◆ **PROBLEM DETAILS**: When you reach the line in the data below that contains "Drop one point per instance of the jacket", please start repeating lines exactly, and stop after the line that contains "Drop one point per instance of the fish", repeating nothing else.
*** RECORDS FOR THIS TASK ***
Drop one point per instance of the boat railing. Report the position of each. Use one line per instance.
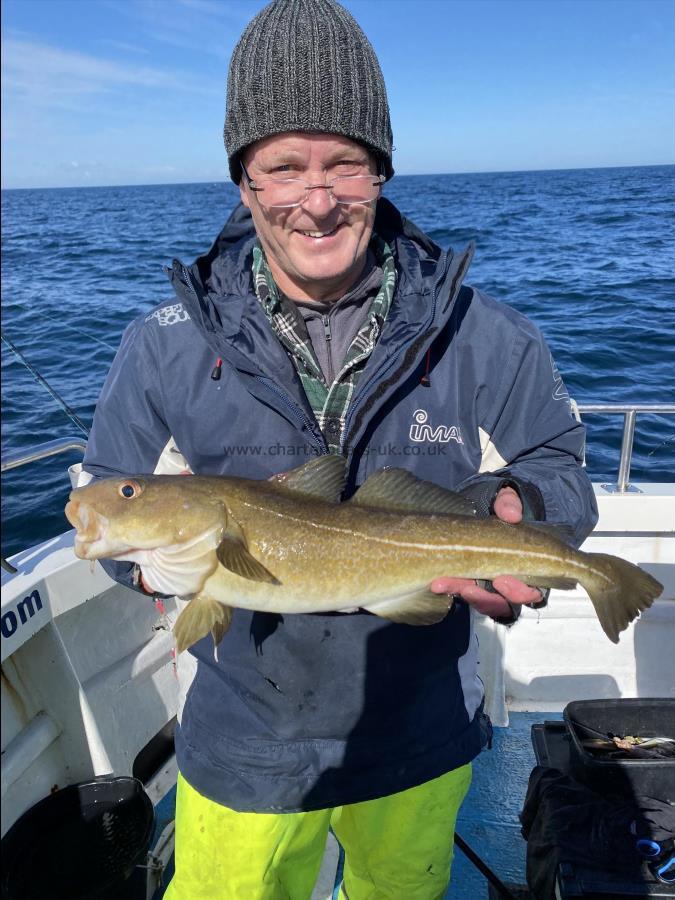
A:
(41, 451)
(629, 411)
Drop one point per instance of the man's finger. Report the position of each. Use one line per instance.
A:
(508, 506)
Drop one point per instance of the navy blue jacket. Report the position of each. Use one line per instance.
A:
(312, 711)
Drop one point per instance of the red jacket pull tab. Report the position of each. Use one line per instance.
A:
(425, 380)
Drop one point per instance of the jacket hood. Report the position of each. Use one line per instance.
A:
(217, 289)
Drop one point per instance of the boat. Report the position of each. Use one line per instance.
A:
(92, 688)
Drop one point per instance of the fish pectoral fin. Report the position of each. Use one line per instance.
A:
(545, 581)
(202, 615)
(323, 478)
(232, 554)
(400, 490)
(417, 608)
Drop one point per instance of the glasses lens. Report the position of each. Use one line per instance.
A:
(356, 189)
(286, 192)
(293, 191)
*** End of RECORDS FOR THIS TASK ***
*** RECORDS FOR THIS TASK ***
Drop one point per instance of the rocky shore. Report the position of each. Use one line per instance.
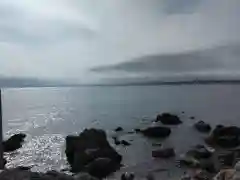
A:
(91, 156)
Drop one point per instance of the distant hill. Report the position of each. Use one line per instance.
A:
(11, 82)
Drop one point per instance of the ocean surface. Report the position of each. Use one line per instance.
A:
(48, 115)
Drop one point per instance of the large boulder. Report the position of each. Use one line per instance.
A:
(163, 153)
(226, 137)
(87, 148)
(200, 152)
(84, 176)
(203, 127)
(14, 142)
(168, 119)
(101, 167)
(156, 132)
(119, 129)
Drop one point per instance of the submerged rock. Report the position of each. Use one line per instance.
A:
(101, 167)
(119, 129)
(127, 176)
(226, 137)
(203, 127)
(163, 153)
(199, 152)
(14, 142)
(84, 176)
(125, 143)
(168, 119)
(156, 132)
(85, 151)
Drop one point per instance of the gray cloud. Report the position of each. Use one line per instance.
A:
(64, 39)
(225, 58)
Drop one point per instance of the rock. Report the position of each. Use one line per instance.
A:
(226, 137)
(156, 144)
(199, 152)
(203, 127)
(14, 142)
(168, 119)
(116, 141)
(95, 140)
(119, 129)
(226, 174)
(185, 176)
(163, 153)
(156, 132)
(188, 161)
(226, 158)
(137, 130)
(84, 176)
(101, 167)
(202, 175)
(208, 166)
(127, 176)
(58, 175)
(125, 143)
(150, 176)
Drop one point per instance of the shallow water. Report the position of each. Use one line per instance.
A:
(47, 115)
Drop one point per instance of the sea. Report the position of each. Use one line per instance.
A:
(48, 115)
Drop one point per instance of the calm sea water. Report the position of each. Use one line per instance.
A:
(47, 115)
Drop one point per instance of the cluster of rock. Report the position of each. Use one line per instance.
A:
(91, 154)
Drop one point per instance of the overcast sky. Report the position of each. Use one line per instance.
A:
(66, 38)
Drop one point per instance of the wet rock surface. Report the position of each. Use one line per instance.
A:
*** End of RECORDS FOR THIS TASK ***
◆ **YOUR RESPONSE**:
Drop one point per instance of the jacket hood. Report the position of each. Use one line per instance.
A:
(217, 289)
Drop one point per instance of the boat. Report the position of each. Use one line per instance.
A:
(92, 688)
Drop one point per instance of the fish pectoral fin. Report the position of each. Use one line per instance.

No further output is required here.